* THINGS TO DO *
a: In the text on loneliness, why did the author find it hard to make deep connections with people while living in Northern Virginia? Answer in one to three sentences.
b: Can you continue the text on loneliness from where it stops?

==== TEXT FOR ANALYSIS ====

Did you know that loneliness can cause physical, mental and emotional health problems? When we think about the causes of health problems, not too many of us would ever think that lack of connection with people could be the culprit. We live in an age of technology that allows us to be connected to thousands of people at any moment of the day, but we are more disconnected from people than ever before. In 1980, 20 percent of Americans reported feeling lonely and today that percentage is more than double (Brown, 2017).

When I think about seasons of my life when I experienced a significant struggle, loneliness was often at the center of that struggle. After my daughter was born, I silently struggled with postpartum depression. My days were spent at home, caring for an infant, with little interaction outside of my home. When I lived in Northern Virginia, I couldn’t seem to make deep connections with people. Most of the people my age were still single, yet I was married with two elementary-aged children. Those who had elementary-aged kids were nearly two decades older than me and they didn’t reciprocate my invites for coffee and get-togethers. I constantly cried and thought about running away, while confused about what was causing my sorrow. Then I became lead pastor of a church and was met with a new form of loneliness. I couldn’t technically be friends with parishioners and people in the community weren’t too comfortable being friends with a religious leader. This new role did not leave me with too many people to turn to, who could understand what I was feeling.

My ability to connect with people who get me has changed my life. As a therapist and pastor, I have surrounded myself with people in my field, who understand what it is like to live out those two roles. I am naturally an introvert but having alone time is very different than experiencing loneliness. I have made it a priority to grab a cup of coffee or tea with a friend, plan a girls’ trip every once in a while, and regularly chat with long-distance friends on apps that allow me to have a face to face connection.

==== LISTED RECORDS ====

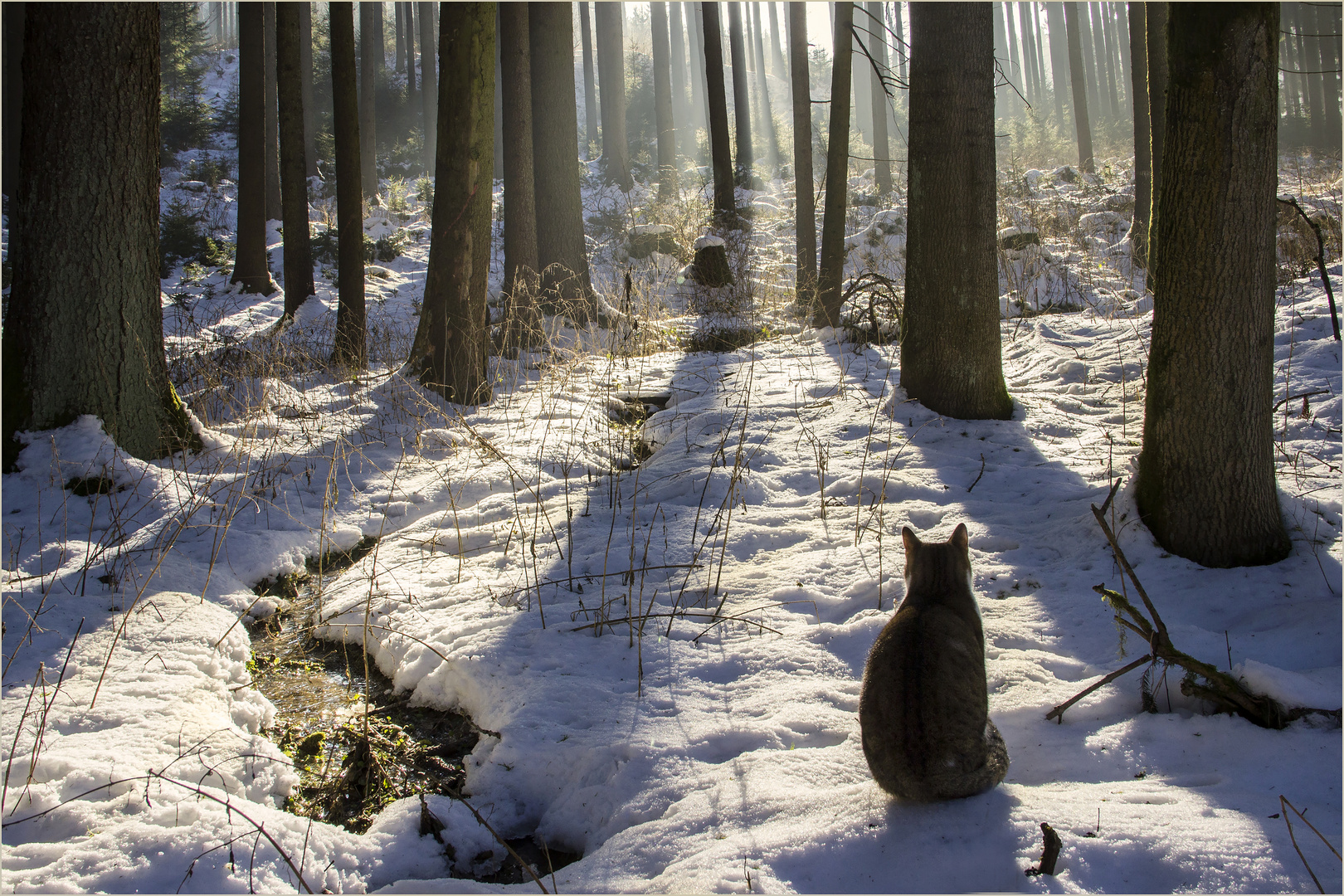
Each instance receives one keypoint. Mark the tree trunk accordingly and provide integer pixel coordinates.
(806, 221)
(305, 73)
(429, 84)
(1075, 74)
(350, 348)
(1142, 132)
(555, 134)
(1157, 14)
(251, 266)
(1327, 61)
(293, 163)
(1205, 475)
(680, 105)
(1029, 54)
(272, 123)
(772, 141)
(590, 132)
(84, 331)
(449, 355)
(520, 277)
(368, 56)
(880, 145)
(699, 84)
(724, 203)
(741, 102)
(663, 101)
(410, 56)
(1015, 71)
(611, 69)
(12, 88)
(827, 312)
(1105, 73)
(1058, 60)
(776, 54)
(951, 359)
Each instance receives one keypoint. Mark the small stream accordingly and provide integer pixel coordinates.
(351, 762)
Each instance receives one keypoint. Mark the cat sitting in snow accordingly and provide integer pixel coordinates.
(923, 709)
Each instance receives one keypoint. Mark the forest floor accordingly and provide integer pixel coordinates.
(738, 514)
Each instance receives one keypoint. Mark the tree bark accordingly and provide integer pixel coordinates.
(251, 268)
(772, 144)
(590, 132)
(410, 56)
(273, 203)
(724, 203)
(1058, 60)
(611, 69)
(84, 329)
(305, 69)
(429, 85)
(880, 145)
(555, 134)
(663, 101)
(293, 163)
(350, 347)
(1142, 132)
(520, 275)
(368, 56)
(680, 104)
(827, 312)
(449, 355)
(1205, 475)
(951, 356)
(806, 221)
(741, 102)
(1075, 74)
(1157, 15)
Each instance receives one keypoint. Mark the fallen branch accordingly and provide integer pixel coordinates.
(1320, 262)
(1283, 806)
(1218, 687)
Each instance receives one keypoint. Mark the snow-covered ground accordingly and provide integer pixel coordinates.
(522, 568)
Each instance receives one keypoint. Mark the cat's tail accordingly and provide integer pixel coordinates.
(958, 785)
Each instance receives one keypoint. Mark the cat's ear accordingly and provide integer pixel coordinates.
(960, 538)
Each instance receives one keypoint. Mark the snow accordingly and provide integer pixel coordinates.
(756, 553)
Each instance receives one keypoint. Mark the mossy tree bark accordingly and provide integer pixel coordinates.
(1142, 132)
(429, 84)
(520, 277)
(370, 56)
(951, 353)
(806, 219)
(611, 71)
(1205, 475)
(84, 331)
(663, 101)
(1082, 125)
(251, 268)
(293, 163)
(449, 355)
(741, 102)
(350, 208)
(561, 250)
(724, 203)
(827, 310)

====
==== LISTED RECORDS ====

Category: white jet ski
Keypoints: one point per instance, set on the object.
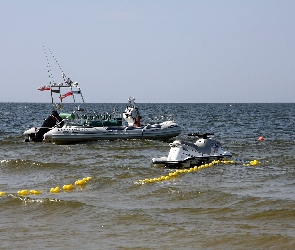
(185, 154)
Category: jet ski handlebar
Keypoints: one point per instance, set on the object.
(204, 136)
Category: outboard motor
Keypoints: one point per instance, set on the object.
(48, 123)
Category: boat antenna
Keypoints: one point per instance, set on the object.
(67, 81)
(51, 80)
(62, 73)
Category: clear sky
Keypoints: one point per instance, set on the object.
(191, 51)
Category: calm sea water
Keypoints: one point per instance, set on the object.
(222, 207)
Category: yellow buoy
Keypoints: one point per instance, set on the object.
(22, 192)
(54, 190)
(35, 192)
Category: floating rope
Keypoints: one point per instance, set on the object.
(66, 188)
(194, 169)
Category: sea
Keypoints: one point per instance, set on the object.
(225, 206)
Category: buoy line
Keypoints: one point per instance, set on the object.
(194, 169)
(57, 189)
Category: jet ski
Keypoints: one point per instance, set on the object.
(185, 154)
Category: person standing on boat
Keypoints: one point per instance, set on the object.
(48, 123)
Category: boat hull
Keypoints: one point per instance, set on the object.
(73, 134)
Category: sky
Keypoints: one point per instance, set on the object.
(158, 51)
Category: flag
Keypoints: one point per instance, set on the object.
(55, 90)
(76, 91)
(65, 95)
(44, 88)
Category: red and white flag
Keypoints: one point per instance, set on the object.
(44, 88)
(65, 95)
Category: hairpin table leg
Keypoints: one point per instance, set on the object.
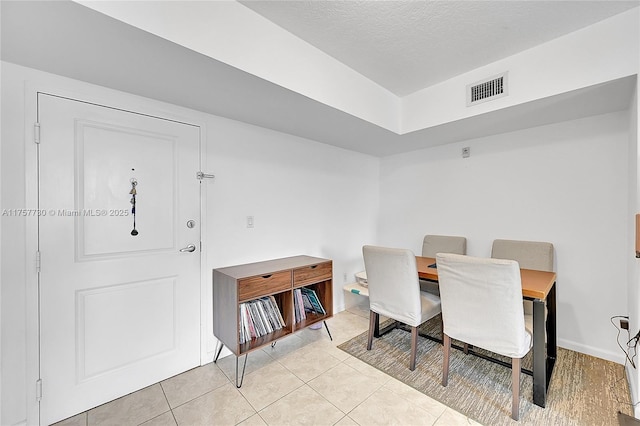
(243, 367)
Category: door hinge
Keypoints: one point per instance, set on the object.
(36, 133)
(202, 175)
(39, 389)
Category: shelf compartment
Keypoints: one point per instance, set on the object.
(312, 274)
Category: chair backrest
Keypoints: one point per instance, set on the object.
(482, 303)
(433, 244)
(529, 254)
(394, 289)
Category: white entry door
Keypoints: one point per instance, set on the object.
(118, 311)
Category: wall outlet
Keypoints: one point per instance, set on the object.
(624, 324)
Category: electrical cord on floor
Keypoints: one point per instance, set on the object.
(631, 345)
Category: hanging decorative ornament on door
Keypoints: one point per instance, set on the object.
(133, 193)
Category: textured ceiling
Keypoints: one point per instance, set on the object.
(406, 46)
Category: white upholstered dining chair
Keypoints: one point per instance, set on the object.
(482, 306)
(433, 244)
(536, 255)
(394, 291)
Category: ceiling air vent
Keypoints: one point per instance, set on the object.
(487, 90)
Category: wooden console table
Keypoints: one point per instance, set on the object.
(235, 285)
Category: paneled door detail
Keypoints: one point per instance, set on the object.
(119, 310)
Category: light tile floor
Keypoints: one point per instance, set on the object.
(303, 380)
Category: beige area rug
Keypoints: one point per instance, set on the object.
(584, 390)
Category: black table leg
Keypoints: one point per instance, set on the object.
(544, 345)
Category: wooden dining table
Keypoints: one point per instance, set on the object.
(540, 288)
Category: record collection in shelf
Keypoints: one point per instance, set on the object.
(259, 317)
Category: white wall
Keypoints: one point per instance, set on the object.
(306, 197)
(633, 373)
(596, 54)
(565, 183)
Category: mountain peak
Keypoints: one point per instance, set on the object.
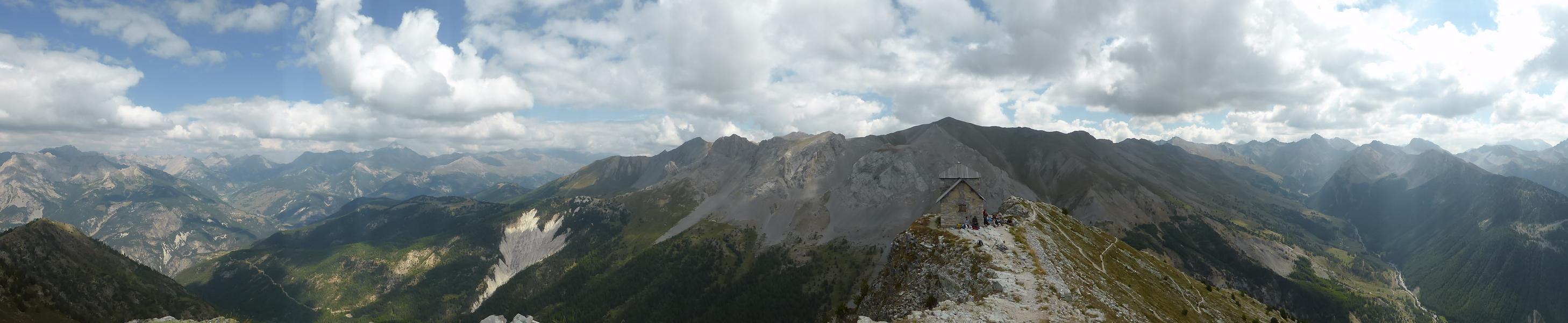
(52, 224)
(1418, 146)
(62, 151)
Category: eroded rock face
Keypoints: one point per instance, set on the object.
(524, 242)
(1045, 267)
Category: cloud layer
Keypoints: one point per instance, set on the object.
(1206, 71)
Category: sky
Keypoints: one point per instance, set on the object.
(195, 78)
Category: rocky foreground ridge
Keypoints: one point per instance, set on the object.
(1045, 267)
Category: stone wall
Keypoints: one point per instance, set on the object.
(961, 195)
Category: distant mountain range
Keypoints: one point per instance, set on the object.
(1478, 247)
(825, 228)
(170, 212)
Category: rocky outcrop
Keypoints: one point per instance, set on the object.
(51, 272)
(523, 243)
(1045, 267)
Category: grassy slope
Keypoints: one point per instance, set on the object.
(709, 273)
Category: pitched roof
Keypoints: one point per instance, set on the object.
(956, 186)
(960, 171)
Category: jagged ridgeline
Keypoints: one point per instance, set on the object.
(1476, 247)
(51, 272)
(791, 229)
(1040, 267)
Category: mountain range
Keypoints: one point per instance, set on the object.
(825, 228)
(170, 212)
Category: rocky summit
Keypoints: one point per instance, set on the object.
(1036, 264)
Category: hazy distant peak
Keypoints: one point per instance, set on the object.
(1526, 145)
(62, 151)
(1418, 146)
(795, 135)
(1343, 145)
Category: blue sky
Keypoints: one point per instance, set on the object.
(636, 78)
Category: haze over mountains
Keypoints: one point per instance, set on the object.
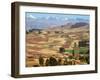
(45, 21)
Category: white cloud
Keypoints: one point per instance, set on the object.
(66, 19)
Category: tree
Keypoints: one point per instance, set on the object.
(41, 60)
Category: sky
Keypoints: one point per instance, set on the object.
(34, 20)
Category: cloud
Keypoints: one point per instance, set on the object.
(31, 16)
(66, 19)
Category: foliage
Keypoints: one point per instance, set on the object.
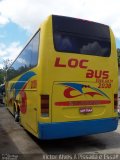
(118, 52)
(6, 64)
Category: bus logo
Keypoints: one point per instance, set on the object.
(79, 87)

====
==== LISTED RECORDS ====

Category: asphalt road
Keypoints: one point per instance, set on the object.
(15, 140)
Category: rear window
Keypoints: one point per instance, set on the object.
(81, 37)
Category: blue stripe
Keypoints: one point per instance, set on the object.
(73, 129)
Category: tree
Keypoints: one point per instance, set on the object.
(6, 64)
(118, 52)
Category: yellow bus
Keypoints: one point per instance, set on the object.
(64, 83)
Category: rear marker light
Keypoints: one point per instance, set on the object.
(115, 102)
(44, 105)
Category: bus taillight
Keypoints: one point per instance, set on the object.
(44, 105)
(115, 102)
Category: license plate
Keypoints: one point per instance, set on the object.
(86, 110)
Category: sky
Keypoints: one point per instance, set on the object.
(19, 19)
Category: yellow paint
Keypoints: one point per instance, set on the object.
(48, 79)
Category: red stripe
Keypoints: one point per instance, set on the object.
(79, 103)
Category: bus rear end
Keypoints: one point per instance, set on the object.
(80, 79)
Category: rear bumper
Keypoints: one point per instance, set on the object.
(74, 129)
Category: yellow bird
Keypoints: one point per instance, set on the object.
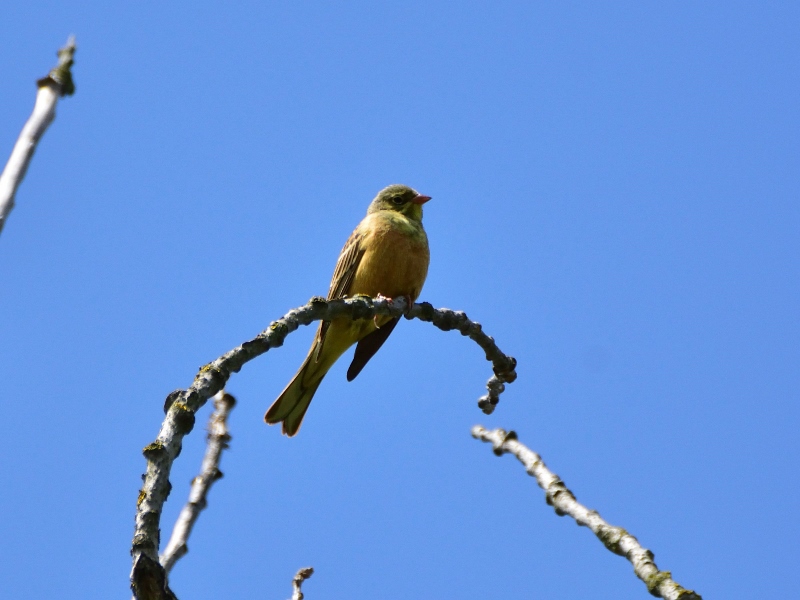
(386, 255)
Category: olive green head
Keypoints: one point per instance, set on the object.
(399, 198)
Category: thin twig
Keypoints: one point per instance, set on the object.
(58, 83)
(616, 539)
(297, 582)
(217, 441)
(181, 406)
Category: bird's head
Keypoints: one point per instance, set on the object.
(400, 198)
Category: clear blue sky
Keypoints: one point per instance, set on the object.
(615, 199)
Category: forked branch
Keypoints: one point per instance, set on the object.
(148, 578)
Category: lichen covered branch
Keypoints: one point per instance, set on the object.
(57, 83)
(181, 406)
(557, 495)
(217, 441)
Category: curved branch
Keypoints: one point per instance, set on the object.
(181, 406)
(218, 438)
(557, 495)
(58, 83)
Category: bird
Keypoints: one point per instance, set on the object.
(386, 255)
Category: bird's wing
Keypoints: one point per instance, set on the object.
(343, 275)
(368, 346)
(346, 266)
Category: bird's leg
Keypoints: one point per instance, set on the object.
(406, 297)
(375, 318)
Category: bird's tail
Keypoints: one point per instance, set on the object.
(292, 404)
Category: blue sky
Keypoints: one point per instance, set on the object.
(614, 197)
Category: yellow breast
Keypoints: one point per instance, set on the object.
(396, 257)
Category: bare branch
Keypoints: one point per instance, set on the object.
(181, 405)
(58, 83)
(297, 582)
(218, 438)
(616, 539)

====

* WRITTEN ANSWERS *
a: Most people the author's age were still single, while the author was married with two elementary-aged children. The parents of children that age were nearly two decades older and didn't return the author's invitations for coffee and get-togethers.

b:
We are created to be connected with one another and not in a superficial, social media connection. Loneliness leads to lethargy, while connection leads to contentment. Have you been feeling fatigue with no medical explanation for it? Loneliness could be at the root of your ability to feel emotionally, mentally, or physically healthy. If this is you, make a commitment to yourself to do whatever it takes to find someone to connect to. There are many creative ways to make this happen but many of us need a little inspiration sometimes. You aren’t alone in this struggle! Send me a message if you need some help to come up with a plan, or talk with a relative or acquaintance who does this well. You are worth it!

“Two are better than one, because they have a good return for their labor:  If either of them falls down, one can help the other up. But pity anyone who falls and has no one to help them up. Also, if two lie down together, they will keep warm. But how can one keep warm alone? Though one may be overpowered, two can defend themselves. A cord of three strands is not quickly broken.” Ecclesiastes 4:9-12 (NIV)

 

 

Reference

Brown, B. (2017). Braving the wilderness: The quest for true belonging and the courage to stand alone. New York: Random House.